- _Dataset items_
########

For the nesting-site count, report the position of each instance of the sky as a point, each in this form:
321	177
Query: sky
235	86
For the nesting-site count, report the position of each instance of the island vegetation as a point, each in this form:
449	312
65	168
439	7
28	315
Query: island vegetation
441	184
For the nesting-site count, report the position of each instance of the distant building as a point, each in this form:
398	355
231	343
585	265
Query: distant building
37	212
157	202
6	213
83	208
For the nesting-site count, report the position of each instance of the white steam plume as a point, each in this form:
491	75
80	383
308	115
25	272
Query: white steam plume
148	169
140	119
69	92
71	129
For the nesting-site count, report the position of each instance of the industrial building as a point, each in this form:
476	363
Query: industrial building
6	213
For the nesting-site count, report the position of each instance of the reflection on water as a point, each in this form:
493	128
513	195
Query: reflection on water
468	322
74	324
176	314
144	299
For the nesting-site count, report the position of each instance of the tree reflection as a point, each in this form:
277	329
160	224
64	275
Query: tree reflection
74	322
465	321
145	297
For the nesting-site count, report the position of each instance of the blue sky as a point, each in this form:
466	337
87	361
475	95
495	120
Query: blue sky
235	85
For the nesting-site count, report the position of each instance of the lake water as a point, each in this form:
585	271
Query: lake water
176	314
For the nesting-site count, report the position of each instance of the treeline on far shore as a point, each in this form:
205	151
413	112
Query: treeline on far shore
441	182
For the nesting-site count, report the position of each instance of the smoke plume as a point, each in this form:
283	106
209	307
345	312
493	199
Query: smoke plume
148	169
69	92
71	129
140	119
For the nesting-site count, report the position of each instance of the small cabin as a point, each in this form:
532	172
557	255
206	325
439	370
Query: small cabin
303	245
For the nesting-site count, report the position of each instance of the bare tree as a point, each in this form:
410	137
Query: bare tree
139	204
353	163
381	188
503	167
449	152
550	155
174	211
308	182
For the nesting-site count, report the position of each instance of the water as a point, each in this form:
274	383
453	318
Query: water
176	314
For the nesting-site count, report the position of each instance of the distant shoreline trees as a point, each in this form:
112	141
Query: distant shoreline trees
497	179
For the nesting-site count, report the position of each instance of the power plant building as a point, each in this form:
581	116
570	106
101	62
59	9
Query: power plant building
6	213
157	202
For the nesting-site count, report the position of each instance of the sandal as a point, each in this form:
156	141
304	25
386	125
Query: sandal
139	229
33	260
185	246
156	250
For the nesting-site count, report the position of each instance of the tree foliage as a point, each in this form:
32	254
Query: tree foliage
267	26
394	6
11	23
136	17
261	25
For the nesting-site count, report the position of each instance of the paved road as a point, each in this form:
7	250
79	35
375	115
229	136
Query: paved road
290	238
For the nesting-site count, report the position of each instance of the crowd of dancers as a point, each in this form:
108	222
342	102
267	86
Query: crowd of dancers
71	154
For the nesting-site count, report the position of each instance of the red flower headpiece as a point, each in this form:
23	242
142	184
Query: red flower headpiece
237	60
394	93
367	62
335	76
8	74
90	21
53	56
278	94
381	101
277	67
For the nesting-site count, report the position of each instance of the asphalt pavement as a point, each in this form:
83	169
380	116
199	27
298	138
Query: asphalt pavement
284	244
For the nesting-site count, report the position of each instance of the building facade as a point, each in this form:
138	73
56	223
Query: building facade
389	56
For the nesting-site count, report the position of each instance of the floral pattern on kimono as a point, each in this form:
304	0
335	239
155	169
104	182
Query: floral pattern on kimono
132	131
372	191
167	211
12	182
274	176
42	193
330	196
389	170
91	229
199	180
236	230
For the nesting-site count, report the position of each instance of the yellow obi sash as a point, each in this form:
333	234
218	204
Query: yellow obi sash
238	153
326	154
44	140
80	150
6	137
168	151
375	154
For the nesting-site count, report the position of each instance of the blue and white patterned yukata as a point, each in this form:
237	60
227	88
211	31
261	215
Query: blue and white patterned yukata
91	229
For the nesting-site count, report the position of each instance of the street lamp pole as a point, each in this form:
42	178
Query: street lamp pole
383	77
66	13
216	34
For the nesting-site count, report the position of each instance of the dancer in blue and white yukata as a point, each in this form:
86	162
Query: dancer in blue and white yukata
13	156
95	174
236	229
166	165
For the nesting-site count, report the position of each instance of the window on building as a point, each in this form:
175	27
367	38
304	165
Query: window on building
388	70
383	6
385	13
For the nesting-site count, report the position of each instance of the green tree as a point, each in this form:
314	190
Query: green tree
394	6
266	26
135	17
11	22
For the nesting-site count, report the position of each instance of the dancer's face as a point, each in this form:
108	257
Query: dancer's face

########

- _Task requirements_
If a line of the entries contains "face", it counts; give the total of such lines and nothing more.

- _Written answer_
2